### Задание
Проверьте, согласуются ли с отрывком о смерти князя Скопина утверждения (a), (b), (c). Для каждого дайте ответ «да» или «нет» и приведите дословную цитату, которая это решает.
(a) Князь Скопин был родственником царя Василия Ивановича.
(b) Прокофий Ляпунов призывал Скопина занять трон.
(c) После смерти Скопина положение государя укрепилось.
== Отрывок текста
Царю Василию Ивановичу князь приходился родней. Однако вину за смерть князя Скопина многие возложили на семейство государя. Мол, завидовали. Мол, боялись, что молодой полководец заявит претензии на трон…

Правда это или нет, сказать трудно. Князь Скопин был необходим царю, и его ликвидация выглядит до крайности нелогично. Но супругой царского брата Дмитрия являлась дочь знаменитого палача грозненских времен Малюты Скуратова. И к ней липла всякая дурная молва. А от нее перешла и к супругу, и к его царственному брату. Да и впрямь многие хотели бы видеть в Скопине царя – тот же Прокофий Ляпунов прямо звал его на трон. Общество русское сопоставило одно с другим и сейчас же наполнилось слухами о злокозненных действиях Шуйских. Скверно, скверно! С кончиной Скопина положение государя немедленно пошатнулось.
====
== Исходный материал
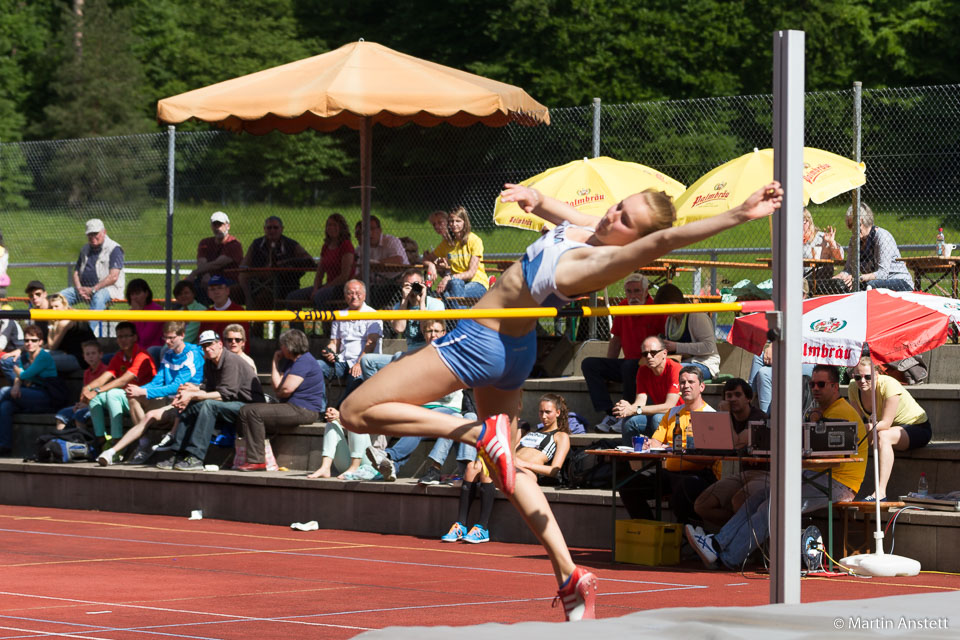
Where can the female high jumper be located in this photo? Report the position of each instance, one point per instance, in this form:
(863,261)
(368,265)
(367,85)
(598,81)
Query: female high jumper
(494,356)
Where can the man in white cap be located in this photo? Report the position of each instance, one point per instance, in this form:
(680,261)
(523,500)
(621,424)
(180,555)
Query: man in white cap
(98,276)
(216,253)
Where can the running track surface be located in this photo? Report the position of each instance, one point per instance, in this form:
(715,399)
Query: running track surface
(112,576)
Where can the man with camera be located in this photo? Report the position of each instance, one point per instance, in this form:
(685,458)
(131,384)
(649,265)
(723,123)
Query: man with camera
(415,297)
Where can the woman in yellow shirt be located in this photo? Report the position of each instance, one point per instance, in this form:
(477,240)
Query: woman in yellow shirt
(901,423)
(461,257)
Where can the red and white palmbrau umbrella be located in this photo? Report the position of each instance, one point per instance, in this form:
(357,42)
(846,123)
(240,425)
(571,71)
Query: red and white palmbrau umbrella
(896,325)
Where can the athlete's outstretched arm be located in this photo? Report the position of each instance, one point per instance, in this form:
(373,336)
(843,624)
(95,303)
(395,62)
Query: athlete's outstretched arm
(550,209)
(591,269)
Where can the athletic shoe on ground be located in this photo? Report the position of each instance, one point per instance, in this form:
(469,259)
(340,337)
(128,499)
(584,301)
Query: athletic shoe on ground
(609,424)
(105,459)
(431,477)
(456,533)
(578,596)
(702,544)
(165,444)
(497,451)
(363,472)
(477,535)
(141,456)
(189,463)
(383,463)
(451,479)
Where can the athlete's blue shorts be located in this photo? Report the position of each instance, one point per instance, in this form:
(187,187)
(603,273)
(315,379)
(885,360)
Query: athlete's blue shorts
(481,357)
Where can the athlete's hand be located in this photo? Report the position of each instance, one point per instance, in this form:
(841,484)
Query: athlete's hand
(526,198)
(763,202)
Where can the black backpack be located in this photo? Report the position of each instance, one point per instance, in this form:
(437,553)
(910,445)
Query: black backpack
(582,470)
(67,445)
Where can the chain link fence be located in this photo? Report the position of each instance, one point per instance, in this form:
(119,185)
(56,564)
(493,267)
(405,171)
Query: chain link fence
(47,189)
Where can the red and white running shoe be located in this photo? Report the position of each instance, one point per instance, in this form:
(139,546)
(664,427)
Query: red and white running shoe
(496,448)
(579,596)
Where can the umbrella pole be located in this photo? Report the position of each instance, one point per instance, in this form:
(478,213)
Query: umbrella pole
(366,147)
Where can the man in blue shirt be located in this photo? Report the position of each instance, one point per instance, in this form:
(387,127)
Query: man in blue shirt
(181,363)
(98,276)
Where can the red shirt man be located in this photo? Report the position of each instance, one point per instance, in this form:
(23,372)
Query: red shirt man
(218,252)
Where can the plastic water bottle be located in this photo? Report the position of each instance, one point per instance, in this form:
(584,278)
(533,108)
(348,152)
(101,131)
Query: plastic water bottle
(922,488)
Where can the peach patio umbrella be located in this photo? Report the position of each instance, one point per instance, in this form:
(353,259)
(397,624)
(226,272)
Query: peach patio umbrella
(358,85)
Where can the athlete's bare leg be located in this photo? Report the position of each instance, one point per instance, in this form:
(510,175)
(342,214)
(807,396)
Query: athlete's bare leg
(389,402)
(527,496)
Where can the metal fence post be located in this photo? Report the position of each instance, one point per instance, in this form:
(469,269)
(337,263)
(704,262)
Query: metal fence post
(785,463)
(171,151)
(857,140)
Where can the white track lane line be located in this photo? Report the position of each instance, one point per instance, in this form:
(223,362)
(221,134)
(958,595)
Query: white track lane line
(340,557)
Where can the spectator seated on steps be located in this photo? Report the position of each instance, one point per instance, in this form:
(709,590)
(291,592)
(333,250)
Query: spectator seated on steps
(388,461)
(658,391)
(685,479)
(298,382)
(902,424)
(386,256)
(36,386)
(350,339)
(79,413)
(628,334)
(689,335)
(185,293)
(414,297)
(228,384)
(182,364)
(718,502)
(749,526)
(106,395)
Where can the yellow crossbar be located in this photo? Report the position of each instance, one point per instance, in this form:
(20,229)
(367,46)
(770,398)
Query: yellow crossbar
(116,315)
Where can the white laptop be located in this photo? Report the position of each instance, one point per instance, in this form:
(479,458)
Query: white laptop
(712,431)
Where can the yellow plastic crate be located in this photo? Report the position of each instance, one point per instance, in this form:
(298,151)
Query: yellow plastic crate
(648,542)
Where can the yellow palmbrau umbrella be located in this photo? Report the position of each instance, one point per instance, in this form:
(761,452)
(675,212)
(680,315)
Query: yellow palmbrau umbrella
(590,185)
(825,175)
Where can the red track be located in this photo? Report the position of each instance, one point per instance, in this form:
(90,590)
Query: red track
(117,576)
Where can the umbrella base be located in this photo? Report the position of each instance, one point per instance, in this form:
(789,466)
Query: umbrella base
(881,565)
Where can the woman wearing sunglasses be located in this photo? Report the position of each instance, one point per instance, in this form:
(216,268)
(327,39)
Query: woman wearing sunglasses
(235,340)
(902,424)
(36,387)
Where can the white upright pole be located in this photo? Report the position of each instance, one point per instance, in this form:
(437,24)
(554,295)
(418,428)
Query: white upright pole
(785,460)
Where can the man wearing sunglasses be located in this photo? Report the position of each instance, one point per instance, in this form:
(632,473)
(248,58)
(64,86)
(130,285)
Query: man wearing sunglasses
(749,526)
(657,391)
(628,334)
(273,250)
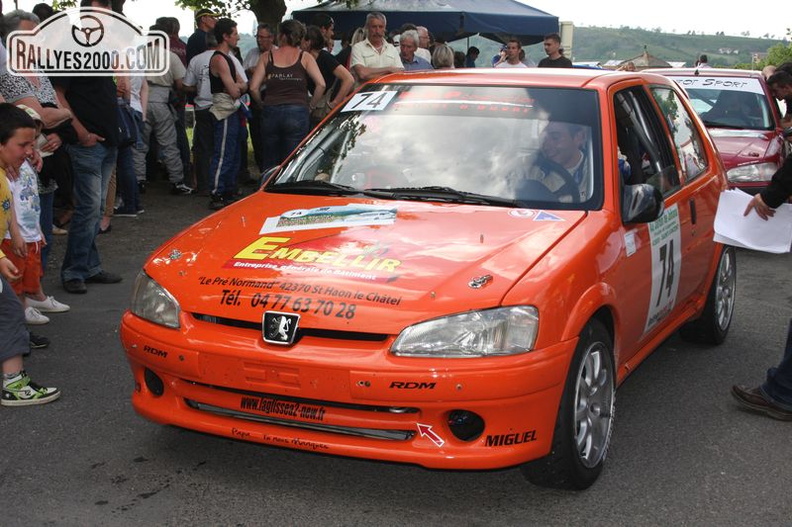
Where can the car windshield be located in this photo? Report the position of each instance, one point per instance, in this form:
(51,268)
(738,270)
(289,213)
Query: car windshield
(729,102)
(501,146)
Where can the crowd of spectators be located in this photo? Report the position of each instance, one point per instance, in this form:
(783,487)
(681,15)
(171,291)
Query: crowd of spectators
(100,139)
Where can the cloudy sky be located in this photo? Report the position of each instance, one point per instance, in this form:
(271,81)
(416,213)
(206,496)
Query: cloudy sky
(672,16)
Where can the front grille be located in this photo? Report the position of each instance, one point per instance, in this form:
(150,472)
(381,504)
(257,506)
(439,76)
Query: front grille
(372,433)
(318,402)
(301,332)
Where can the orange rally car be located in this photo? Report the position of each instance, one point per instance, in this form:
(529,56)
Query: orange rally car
(456,269)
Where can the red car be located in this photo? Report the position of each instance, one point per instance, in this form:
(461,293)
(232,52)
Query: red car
(742,117)
(455,269)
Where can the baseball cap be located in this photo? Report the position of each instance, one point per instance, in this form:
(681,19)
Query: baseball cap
(206,12)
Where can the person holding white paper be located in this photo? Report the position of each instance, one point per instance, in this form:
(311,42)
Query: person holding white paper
(774,397)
====
### Решение
(a) Да: «Царю Василию Ивановичу князь приходился родней».
(b) Да: «тот же Прокофий Ляпунов прямо звал его на трон».
(c) Нет: «С кончиной Скопина положение государя немедленно пошатнулось».